#### Brano fornito
__________________________________________________
In molti casi, questa condizione impedisce la nostra crescita personale, ci rende incapaci di agire sulla nostra vita, sugli obbiettivi, sulle nostre ambizioni.

Falliamo ancor prima di poter andare incontro al fallimento.

E la paura?

Penso sia la solitudine, le persone ne sono terrorizzate.

Siamo incapaci di rimanere soli e rapportarci con noi stessi, questo ci porta a circondarci di persone sbagliate, facciamo entrare nelle nostre vite coloro che non potranno mai stare al nostro fianco, se noi per primi non impariamo a stare soli con noi stessi.

Solo quando avremmo imparato a gestire la nostra solitudine, la nostra fragilità emotiva, potremmo accogliere soggetti che porteranno beneficio, amore, gioia nelle nostre vite.

Parlaci di Anita e Agostino, dei loro mondi prima di incontrarsi, del loro amore, della malattia che li vede uniti…

Anita e Agostino sono un uomo e una donna con una esistenza semplice e un trascorso un po' complesso, come il passato di molti. Non mi sono focalizzata sulla vita prima del loro incontro, ho cercato di far capire al lettore che entrambi vivevano una chiusura emotiva che li portava a estraniarsi dalle persone, mostrando solo un’immagine di facciata. Nel momento in cui si sono incontrati e amati si sono concessi la libertà di lasciarsi andare, di raccontarsi, di amarsi, di non avere pudore nei confronti di quello che stavano provando.
__________________________________________________
#### Dati registrati
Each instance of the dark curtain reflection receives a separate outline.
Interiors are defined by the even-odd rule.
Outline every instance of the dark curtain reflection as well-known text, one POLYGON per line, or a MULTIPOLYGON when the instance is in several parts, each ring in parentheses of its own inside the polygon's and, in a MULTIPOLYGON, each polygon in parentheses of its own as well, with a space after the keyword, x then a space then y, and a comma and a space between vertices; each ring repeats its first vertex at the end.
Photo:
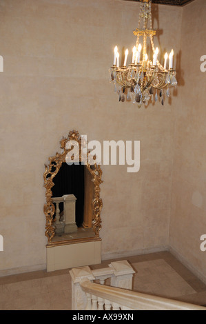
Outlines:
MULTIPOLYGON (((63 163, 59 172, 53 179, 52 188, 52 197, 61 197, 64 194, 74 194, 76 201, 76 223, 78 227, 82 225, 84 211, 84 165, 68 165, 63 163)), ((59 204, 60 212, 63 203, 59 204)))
__________________________________________________
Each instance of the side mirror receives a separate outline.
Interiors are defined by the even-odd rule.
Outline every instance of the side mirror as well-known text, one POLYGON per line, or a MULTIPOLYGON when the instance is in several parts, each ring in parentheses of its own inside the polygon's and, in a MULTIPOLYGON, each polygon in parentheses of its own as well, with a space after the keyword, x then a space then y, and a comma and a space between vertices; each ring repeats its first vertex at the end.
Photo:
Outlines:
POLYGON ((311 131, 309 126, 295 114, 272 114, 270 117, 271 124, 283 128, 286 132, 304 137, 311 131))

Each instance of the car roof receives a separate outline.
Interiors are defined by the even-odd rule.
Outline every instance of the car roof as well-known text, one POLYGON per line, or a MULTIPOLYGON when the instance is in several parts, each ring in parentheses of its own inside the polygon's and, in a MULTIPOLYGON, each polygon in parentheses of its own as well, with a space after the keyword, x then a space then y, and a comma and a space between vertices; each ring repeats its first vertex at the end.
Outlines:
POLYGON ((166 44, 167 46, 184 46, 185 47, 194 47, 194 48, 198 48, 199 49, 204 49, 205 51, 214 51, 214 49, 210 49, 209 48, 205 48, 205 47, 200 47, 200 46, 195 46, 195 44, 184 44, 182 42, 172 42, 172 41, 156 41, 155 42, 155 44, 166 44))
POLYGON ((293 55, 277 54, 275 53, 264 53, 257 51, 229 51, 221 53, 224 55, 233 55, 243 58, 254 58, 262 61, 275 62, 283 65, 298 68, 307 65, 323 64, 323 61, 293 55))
__________________________________________________
#### Consegna
Per favore, prosegui l'intervista sul libro di Anita e Agostino partendo dopo la sua ultima frase. Le righe non hanno alcun ruolo in questo esercizio.

#### Risultato dell'esercizio
Quando ti fidi e ti affidi a un’altra persona, qualcosa cambia, improvvisamente non ti senti più fuori posto, i tuoi pensieri vengono ascoltati e le tue parole capite, trovi una complicità comunicativa e affettiva, così da renderti sicura, una sicurezza che ti fortifica.

Questi sono Anita e Agostino, anche nel momento più atroce della loro vita riescono a trovare un conforto che solo in loro avrebbero trovato, nessuno avrebbe avuto la possibilità di entrare in questa sfera emotiva così intima ed esclusiva.

Se Anita e Agostino fossero stati in una corsia di ospedale oggi, alle prese con una pandemia, con l’impossibilità per gli affetti di stare vicino ai malati ricoverati, come avrebbero reagito?

Il pensiero comune che ha reso questo periodo storico ancora più atroce è quello di non avere avuto la possibilità di stare vicino alle persone che si amavano, di poterle salutare, di stringere le loro mani, accarezzarle, tranquillizzarle nel momento più drammatico che un essere umano possa affrontare.

Un senso di impotenza, dolore e sconforto che non sarà facile da superare.

Provando a trasferire Anita e Agostino in una situazione del genere, probabilmente la drammaticità della loro sofferenza sarebbe stata accompagnata da solitudine e paura, rendendo molto più fragile e ingestibile la fine di questo amore.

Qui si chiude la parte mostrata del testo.